==== AUSGANGSTEXT ====

Weder unbedacht noch naiv

Der Soziologe Klaus Dörre analysiert rechts­extreme Tendenzen unter Arbeiter*innen

Kein SrPlus-Artikel

Vorweg eine Einschränkung: Klaus Dörre ist ein Gewerkschaftsdenker. Sein Buch über »Arbeiter*innen und die radikale Rechte« ist Genossen aus der Bildungsarbeit der IG Metall gewidmet, Gewerkschafterinnen und Gewerkschafter sind die eigentlichen Adressaten dieser Studie. Dörre weiß, dass die hiesigen Gewerkschaften durch ihren Standort-Nationalismus, durch ihr Abnicken jeder neoliberalen politischen Entscheidung der letzten 30 Jahre, ihren »Betriebspatriotismus«, der Stammbelegschaften bevorzugt und Prekarisierte und Leih­arbeiter de facto ausgrenzt, nationalistischen und faschistoiden Tendenzen unter Arbeitern zahnlos gegenüberstehen und sie nolens volens befördert haben.

Dörres aktuelles Buch, auch Summe seiner 25-jährigen Forschung zu diesem Thema, setzt an dieser Bruchstelle an: Aus Kreisen aktiver und geschulter Gewerkschaftsmitglieder hat er das erste Mal offen rechtsradikale Äußerungen vernommen. Und die wurden nicht unbedacht oder naiv geäußert.

==== VORLIEGENDES DATENMATERIAL ====

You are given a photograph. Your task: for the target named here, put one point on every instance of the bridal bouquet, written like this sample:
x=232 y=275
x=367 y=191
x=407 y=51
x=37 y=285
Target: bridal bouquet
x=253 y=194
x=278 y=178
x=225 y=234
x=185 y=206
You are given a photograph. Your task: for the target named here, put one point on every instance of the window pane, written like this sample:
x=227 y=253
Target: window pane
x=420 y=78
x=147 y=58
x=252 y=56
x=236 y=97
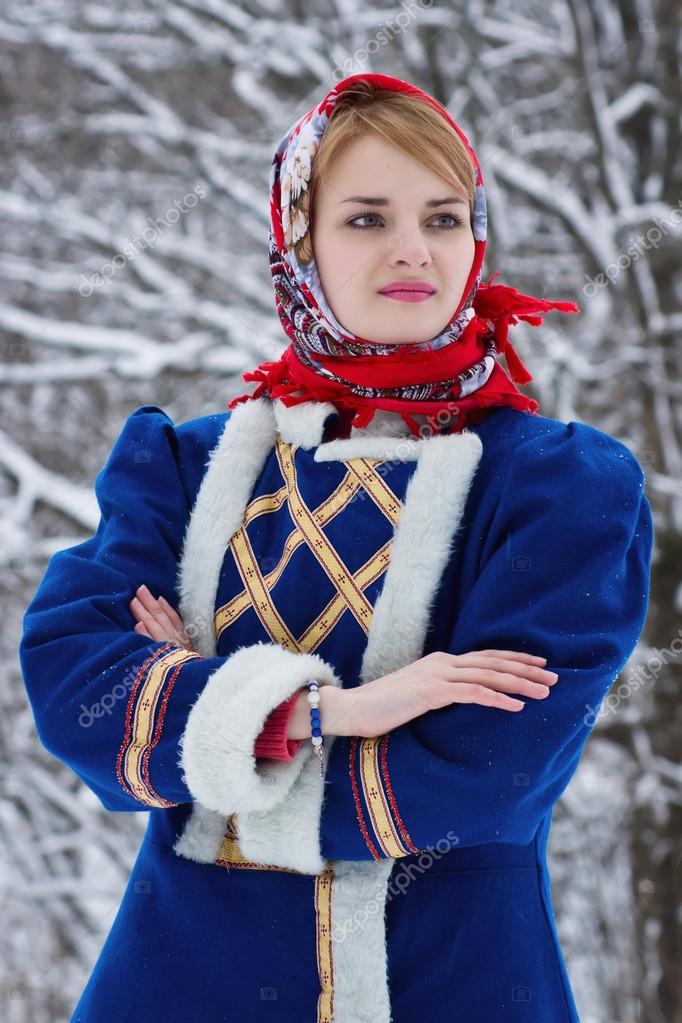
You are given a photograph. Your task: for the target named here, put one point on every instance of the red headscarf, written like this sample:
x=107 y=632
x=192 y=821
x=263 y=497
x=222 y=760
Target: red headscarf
x=452 y=379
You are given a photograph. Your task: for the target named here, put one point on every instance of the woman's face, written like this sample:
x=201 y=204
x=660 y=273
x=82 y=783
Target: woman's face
x=394 y=235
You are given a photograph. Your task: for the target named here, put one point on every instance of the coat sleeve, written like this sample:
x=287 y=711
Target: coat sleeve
x=144 y=723
x=563 y=574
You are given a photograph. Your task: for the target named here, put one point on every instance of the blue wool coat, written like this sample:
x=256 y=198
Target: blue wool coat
x=410 y=881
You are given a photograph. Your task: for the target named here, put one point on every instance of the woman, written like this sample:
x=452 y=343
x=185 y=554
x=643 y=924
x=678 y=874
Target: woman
x=387 y=515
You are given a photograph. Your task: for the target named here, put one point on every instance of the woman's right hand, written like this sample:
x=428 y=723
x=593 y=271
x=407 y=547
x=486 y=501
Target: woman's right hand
x=482 y=676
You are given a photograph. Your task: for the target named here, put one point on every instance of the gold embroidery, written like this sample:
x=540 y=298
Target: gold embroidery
x=325 y=1002
x=360 y=476
x=146 y=702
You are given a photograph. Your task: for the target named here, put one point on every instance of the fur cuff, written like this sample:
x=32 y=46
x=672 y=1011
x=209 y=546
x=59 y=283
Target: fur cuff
x=289 y=834
x=217 y=747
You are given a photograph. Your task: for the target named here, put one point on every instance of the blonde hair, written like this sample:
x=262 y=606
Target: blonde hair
x=404 y=121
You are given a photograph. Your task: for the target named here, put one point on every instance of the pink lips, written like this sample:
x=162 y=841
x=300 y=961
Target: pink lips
x=408 y=292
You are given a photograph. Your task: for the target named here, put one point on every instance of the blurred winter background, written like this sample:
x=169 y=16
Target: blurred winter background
x=136 y=148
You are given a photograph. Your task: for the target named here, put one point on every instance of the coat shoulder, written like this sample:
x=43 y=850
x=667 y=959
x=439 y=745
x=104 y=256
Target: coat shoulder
x=583 y=452
x=192 y=440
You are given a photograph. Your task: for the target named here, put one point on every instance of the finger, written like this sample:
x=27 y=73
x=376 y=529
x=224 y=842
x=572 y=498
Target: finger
x=513 y=655
x=503 y=681
x=172 y=614
x=489 y=698
x=151 y=610
x=521 y=669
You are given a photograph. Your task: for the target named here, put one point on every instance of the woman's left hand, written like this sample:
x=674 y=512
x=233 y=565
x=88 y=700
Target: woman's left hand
x=156 y=619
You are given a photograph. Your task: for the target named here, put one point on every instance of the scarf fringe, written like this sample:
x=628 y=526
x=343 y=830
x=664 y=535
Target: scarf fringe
x=497 y=307
x=503 y=306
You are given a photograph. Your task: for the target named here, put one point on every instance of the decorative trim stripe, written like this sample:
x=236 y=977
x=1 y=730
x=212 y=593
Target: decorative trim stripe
x=150 y=693
x=428 y=522
x=392 y=797
x=323 y=897
x=380 y=817
x=360 y=813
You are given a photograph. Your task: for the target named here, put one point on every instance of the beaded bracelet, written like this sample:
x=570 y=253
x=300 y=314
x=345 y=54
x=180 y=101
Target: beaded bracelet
x=316 y=730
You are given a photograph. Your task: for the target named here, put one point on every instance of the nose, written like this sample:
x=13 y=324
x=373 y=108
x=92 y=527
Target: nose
x=409 y=249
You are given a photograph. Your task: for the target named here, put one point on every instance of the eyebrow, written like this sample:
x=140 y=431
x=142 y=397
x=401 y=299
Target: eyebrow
x=377 y=201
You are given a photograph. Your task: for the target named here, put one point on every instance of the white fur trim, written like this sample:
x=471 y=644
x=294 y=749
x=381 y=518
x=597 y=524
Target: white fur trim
x=428 y=522
x=302 y=424
x=233 y=468
x=359 y=941
x=202 y=835
x=217 y=747
x=422 y=542
x=287 y=835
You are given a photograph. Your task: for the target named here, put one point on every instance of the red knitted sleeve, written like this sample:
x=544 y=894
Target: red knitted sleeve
x=272 y=742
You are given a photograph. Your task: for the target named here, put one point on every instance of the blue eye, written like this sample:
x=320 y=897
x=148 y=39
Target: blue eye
x=457 y=221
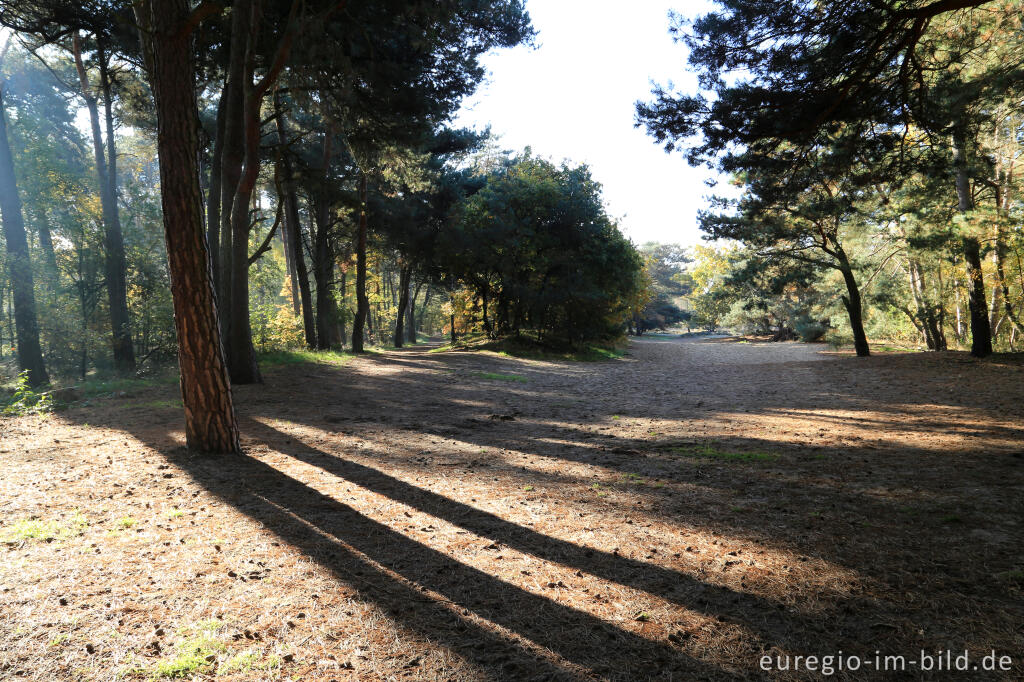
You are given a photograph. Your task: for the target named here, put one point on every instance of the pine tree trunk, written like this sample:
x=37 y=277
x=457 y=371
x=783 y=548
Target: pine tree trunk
x=411 y=312
x=296 y=252
x=327 y=305
x=361 y=302
x=854 y=307
x=114 y=261
x=241 y=354
x=404 y=275
x=30 y=354
x=231 y=159
x=206 y=390
x=216 y=176
x=981 y=332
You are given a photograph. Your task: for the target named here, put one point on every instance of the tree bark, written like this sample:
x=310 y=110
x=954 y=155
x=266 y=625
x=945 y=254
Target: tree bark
x=114 y=246
x=981 y=331
x=361 y=302
x=216 y=176
x=411 y=314
x=232 y=157
x=404 y=275
x=853 y=306
x=206 y=390
x=327 y=305
x=30 y=354
x=241 y=354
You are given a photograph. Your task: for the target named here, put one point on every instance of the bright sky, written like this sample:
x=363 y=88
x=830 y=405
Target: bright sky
x=572 y=98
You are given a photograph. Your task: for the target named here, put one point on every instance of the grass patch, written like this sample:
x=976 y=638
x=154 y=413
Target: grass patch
x=166 y=405
x=527 y=347
x=192 y=656
x=42 y=530
x=249 y=661
x=494 y=376
x=712 y=452
x=302 y=356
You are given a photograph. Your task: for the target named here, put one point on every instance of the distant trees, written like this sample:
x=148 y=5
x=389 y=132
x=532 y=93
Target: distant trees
x=30 y=355
x=865 y=95
x=667 y=283
x=538 y=251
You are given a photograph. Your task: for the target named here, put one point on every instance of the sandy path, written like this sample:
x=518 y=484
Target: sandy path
x=671 y=515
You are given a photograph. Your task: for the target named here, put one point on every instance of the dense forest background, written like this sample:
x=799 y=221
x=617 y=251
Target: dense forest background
x=326 y=202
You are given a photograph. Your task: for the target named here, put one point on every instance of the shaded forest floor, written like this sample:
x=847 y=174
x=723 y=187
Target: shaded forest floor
x=673 y=514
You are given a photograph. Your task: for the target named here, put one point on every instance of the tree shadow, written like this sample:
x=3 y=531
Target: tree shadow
x=433 y=593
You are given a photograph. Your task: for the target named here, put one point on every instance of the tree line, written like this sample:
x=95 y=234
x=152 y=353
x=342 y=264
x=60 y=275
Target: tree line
x=310 y=186
x=876 y=143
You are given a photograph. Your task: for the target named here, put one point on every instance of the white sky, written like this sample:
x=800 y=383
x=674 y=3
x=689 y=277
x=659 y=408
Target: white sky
x=572 y=98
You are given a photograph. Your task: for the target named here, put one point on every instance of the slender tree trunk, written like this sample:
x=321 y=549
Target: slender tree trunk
x=30 y=354
x=327 y=305
x=404 y=275
x=294 y=232
x=241 y=353
x=232 y=156
x=215 y=198
x=853 y=306
x=361 y=302
x=124 y=355
x=206 y=390
x=46 y=244
x=981 y=331
x=411 y=312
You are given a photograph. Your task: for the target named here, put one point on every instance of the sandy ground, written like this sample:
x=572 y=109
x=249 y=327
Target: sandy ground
x=676 y=514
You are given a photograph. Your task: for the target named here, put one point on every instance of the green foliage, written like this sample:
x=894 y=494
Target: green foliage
x=40 y=529
x=536 y=247
x=25 y=399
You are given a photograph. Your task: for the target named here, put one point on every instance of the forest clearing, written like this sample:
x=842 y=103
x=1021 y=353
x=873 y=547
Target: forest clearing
x=675 y=513
x=511 y=340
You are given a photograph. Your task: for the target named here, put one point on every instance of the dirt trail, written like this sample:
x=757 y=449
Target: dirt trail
x=675 y=514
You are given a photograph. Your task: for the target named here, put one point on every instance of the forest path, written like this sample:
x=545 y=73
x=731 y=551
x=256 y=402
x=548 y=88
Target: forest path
x=673 y=514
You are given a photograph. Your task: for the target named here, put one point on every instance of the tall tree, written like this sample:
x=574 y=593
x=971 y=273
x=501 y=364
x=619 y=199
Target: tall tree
x=30 y=354
x=788 y=76
x=166 y=28
x=105 y=161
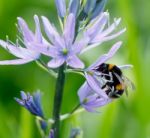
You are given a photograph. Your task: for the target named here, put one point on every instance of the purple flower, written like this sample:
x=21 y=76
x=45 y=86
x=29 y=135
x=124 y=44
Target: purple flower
x=51 y=135
x=65 y=48
x=31 y=103
x=91 y=100
x=74 y=6
x=61 y=7
x=31 y=46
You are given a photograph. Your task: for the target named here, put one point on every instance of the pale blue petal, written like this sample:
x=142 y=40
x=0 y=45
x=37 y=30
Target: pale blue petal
x=95 y=85
x=74 y=6
x=27 y=34
x=61 y=7
x=97 y=26
x=69 y=30
x=99 y=8
x=38 y=34
x=125 y=66
x=75 y=62
x=84 y=91
x=15 y=61
x=56 y=62
x=50 y=30
x=23 y=95
x=11 y=49
x=111 y=28
x=90 y=5
x=100 y=39
x=79 y=46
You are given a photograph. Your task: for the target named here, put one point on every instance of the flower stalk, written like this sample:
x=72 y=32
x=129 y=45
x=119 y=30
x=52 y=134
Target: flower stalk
x=58 y=100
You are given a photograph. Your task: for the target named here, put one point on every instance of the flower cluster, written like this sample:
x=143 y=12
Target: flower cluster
x=84 y=26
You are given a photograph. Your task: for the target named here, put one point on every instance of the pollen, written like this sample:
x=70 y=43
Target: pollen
x=119 y=87
x=110 y=67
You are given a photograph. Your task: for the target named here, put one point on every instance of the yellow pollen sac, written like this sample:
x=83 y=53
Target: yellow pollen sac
x=65 y=51
x=110 y=67
x=120 y=87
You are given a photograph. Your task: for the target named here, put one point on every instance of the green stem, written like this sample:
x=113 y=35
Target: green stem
x=58 y=100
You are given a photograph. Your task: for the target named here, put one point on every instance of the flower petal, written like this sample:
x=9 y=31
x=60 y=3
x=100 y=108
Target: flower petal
x=95 y=85
x=79 y=46
x=111 y=27
x=61 y=7
x=99 y=8
x=50 y=30
x=56 y=62
x=84 y=91
x=73 y=6
x=97 y=25
x=12 y=49
x=75 y=62
x=69 y=29
x=38 y=34
x=107 y=56
x=126 y=66
x=15 y=61
x=27 y=34
x=101 y=39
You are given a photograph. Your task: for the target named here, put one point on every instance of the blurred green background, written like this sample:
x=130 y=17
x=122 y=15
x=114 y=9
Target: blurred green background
x=128 y=117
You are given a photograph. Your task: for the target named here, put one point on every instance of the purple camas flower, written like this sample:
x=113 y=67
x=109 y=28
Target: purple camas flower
x=31 y=103
x=29 y=48
x=51 y=135
x=61 y=7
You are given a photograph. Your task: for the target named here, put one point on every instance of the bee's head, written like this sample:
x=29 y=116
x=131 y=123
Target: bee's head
x=102 y=68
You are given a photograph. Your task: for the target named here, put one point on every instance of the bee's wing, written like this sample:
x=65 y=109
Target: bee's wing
x=129 y=83
x=119 y=78
x=125 y=66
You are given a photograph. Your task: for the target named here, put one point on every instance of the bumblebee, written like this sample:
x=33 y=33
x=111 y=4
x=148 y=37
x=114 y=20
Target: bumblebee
x=114 y=83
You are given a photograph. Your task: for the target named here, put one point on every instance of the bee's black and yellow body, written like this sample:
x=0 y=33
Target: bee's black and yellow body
x=114 y=85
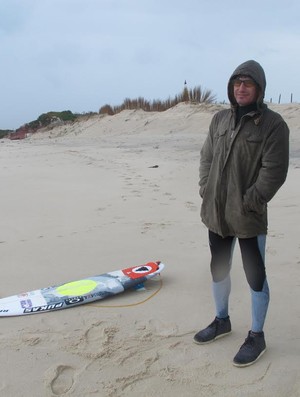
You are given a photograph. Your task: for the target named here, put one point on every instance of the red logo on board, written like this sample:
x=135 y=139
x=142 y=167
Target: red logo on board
x=141 y=271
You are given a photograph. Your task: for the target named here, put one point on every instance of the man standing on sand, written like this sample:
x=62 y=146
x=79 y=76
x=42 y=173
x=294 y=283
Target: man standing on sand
x=244 y=161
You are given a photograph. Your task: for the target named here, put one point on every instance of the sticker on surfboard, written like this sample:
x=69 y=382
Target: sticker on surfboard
x=78 y=292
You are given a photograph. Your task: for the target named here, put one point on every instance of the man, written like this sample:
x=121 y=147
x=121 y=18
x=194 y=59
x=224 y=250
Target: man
x=244 y=161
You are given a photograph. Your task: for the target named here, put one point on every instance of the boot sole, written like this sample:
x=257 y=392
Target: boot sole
x=248 y=364
x=211 y=340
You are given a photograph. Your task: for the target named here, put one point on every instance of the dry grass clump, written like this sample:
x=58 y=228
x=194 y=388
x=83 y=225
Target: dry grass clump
x=195 y=95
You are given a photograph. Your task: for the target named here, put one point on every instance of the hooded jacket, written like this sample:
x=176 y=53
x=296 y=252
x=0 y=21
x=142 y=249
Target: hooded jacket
x=243 y=165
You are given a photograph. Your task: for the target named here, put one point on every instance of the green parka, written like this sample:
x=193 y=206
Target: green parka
x=242 y=166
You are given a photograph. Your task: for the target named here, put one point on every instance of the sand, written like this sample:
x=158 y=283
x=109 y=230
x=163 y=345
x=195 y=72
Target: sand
x=83 y=199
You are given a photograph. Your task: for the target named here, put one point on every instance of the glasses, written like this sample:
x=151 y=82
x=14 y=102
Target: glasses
x=249 y=83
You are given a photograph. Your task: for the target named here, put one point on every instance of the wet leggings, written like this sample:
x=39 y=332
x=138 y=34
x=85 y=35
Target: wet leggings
x=253 y=255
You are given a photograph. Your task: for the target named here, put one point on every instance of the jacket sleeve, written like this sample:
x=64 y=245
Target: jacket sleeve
x=206 y=156
x=274 y=168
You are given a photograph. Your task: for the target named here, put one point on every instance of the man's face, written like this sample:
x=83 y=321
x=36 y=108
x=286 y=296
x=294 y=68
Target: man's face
x=245 y=90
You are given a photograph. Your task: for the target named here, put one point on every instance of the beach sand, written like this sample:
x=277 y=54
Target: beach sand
x=116 y=191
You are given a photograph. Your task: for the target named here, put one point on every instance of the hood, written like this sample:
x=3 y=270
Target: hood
x=254 y=70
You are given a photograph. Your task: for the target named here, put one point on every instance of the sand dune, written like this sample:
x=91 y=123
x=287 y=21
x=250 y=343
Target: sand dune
x=116 y=191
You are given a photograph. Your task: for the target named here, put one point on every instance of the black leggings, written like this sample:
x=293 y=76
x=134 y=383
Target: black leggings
x=221 y=257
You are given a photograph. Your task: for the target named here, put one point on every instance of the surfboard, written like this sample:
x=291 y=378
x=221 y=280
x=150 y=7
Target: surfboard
x=78 y=292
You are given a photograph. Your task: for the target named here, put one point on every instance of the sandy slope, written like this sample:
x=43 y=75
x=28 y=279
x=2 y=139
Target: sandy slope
x=84 y=199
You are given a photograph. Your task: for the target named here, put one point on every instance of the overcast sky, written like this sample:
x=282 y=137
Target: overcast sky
x=79 y=55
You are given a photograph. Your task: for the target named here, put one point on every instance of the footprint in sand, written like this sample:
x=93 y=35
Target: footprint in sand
x=61 y=379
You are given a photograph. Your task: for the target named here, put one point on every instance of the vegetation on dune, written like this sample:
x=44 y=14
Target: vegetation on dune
x=49 y=119
x=195 y=95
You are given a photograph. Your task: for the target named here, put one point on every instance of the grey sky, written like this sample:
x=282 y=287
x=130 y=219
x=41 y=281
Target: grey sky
x=81 y=54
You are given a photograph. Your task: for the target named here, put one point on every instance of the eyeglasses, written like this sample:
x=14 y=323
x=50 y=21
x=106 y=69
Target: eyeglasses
x=249 y=83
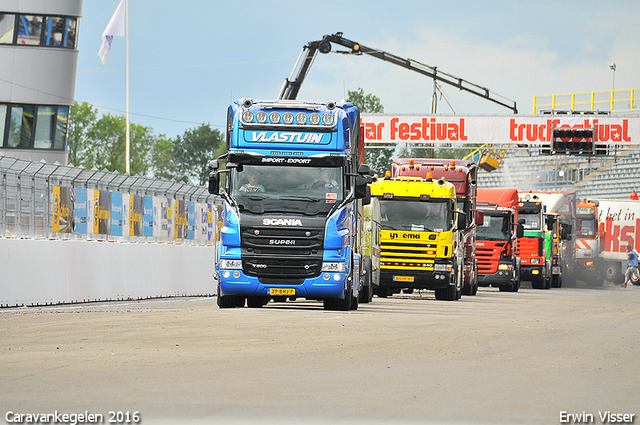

====

ZU LÖSENDE AUFGABEN:
• A. Wem ist Klaus Dörres Buch über »Arbeiter*innen und die radikale Rechte« laut dem Ausgangstext gewidmet?
• B. Gib den Abschnitt des Ausgangstexts unverändert aus: Beginne bei den Worten „Vorweg eine Einschränkung: Klaus“ und höre nach „volens befördert haben.“ auf.
Das Material steht in keinem Zusammenhang mit dem Ausgangstext.

GELÖSTE AUFGABEN:
• A. Genossen aus der Bildungsarbeit der IG Metall.

• B.
Vorweg eine Einschränkung: Klaus Dörre ist ein Gewerkschaftsdenker. Sein Buch über »Arbeiter*innen und die radikale Rechte« ist Genossen aus der Bildungsarbeit der IG Metall gewidmet, Gewerkschafterinnen und Gewerkschafter sind die eigentlichen Adressaten dieser Studie. Dörre weiß, dass die hiesigen Gewerkschaften durch ihren Standort-Nationalismus, durch ihr Abnicken jeder neoliberalen politischen Entscheidung der letzten 30 Jahre, ihren »Betriebspatriotismus«, der Stammbelegschaften bevorzugt und Prekarisierte und Leih­arbeiter de facto ausgrenzt, nationalistischen und faschistoiden Tendenzen unter Arbeitern zahnlos gegenüberstehen und sie nolens volens befördert haben.